Activity — What is needed is an exact repeat of the entries, with no pictures in it.

(Extracted data entries)
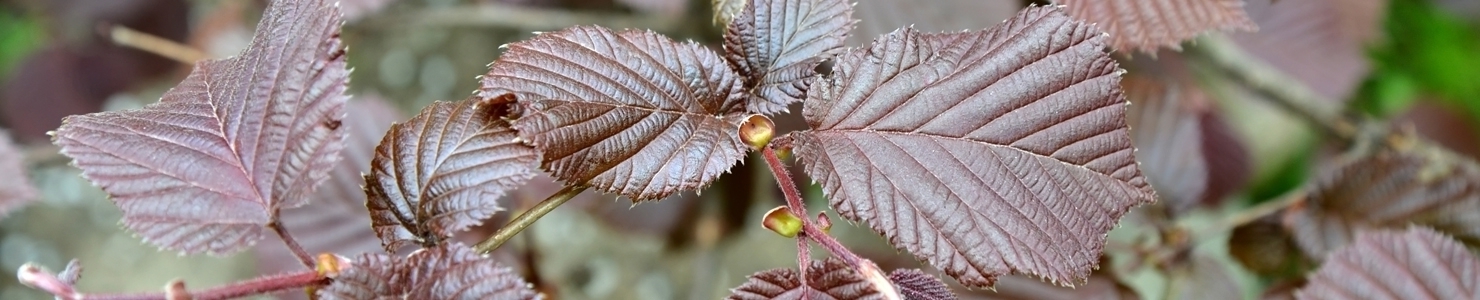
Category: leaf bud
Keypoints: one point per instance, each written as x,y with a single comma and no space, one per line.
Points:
782,222
757,130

Response to this task —
Category: leaf bud
Keypoints: one point per instance, each written as x,y with a single comma and no space, one per line.
Points:
782,222
757,130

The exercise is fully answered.